**Trabajo por hacer:**
Continúa el texto sobre el instituto Milà a partir de su última frase.

**Extracto de página:**
Hoy, a las ocho de la mañana, ya estaba como un clavo en la puerta del instituto la directora, Roser Reynal. Controlando. Su auténtica obsesión cuando accedió a la dirección, hace un par de años. Quería, junto al equipo de profesores que apoyó su candidatura, resucitar el prestigio de un instituto que agonizaba desbordado por la inmigración. Lo está consiguiendo. "Estamos logrando alumnos competitivos, aunque hay que empezar a equilibrar el porcentaje de inmigrantes con la concertada". Reynal conoce a todos sus alumnos. No es la única. Los tutores tienen contacto habitual con cada familia. "Somos una gran familia".

"Me da miedo que usted pueda pensar que un centro de este tipo, con una inmensa mayoría de inmigrantes, es un caos. De ninguna manera. En el Milà, la disciplina es taxativa. Tolerancia, pero con rigor. Normas. Educar es combinar libertad y responsabilidad. Que los chicos y chicas sepan las consecuencias de sus actos. Si no, sería una locura dirigir un centro de estas características. Porque estamos abiertos a todos. No vetamos a nadie. Somos enseñanza pública, gratuita, laica, democrática, integradora; que busca la igualdad de sexos y la compensación de las desigualdades. Nuestra misión es que estos chicos estén en igualdad de condiciones con los que estudian en los jesuitas de Sarrià. Y hasta que eso no ocurra, no habrá integración ni igualdad de oportunidades. La verdadera igualdad viene a través de la formación".

Mientras desgrana su ideario, Roser Reynal recorre los soleados pasillos. A su paso concluyen las grescas de quinceañeros. Alerta a los infractores por su nombre. Se sabe la historia de cada uno. Detrás de cada alumno conflictivo suele haber una familia desestructurada. La jefa de estudios lo sabe bien. Las profesoras son mayoría. Y mandan. Mucho. Algo que los musulmanes al principio no aceptan. Y menos aún sus padres. "Cuestión de tiempo". Reynal llegó al Milà hace 26 años. Como toda una generación de profesores. Compañeros de viaje de la izquierda. Aún era aquel instituto prestigioso al que confiaba sus hijos la progresía acomodada catalana y las familias de la inmigración interior que aspiraban al ascenso social. Dirigido por viejos catedráticos. Con multitud de actividades. Recuerdan con nostalgia el dinamismo de los padres. La implicación del movimiento vecinal. A finales de los años ochenta, todo comenzaría a cambiar. A estos profesores les iba a tocar bandear los nuevos tiempos.

Martes

Bei Zeng es china, tiene 13 años y lleva menos de uno en España. En el Milà fue enviada directamente a un Aula de Acogida, una clase de 15 alumnos donde los extranjeros recién llegados aprenden un rudimento de nuestra lengua y valores. Un mecanismo que hace seis años no existía. "Antes cogías a cada nuevo alumno extranjero por separado y trabajabas con él lo que podías. Sin gran éxito". Por este modelo de aulas de integración pasaron el año pasado en Cataluña 4.000 alumnos.

**Fragmentos de datos:**
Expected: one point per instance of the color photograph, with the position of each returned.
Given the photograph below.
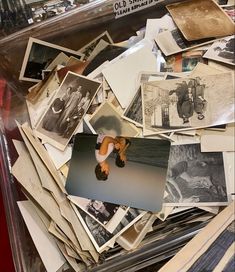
(120, 170)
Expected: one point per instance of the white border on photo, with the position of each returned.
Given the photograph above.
(113, 221)
(117, 113)
(47, 44)
(113, 239)
(49, 139)
(211, 54)
(210, 92)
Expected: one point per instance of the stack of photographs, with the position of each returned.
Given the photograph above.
(128, 146)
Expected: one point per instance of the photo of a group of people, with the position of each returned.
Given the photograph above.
(194, 176)
(39, 55)
(190, 99)
(190, 102)
(67, 109)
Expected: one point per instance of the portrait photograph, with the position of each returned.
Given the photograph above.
(194, 177)
(187, 103)
(133, 112)
(119, 170)
(66, 110)
(222, 50)
(39, 55)
(107, 120)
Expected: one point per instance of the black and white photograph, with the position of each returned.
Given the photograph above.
(187, 103)
(133, 112)
(195, 178)
(88, 48)
(99, 210)
(108, 121)
(99, 236)
(101, 166)
(39, 55)
(66, 110)
(222, 50)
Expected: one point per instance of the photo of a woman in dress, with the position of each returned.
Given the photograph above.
(105, 145)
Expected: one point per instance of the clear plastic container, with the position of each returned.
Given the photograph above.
(73, 30)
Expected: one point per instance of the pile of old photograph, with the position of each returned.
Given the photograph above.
(126, 135)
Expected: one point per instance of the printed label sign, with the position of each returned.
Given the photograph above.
(125, 7)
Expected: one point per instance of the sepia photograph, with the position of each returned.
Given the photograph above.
(88, 48)
(182, 62)
(66, 110)
(101, 165)
(222, 50)
(195, 22)
(172, 42)
(186, 103)
(99, 236)
(194, 177)
(108, 121)
(133, 112)
(38, 57)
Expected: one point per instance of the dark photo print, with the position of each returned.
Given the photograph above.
(120, 170)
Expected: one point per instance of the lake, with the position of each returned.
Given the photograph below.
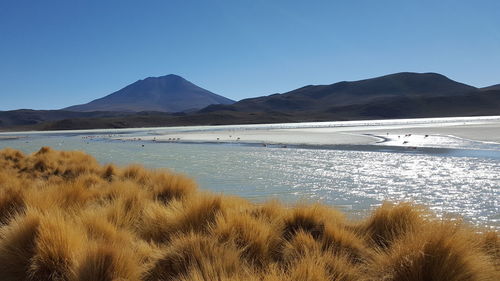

**Resultado de tarea:**
Bei Zeng permaneció en acogida hasta que aprendió el suficiente español para incorporarse al curso que le correspondía por edad. Lo ha conseguido en pocos meses. Está en primero de ESO. Es una locomotora. Inquieta y aficionada a las matemáticas. Llegará adonde quiera, o adonde la dejen. Hoy, a media mañana, su grupo tiene dibujo con Joana Mengual. Una clase, como todas las del Milà, con menos de 20 alumnos. Como todas las del Milà, un crisol de razas. Aunque ya suponga una tarea difícil descubrir el origen de cada alumno. Pongamos, por ejemplo, Wajwa, esa niña que conjunta con coquetería su velo musulmán con el resto de su atuendo. Sorpresa: es española. ¿Y esa alumna rubia de atuendo a la última? Marroquí.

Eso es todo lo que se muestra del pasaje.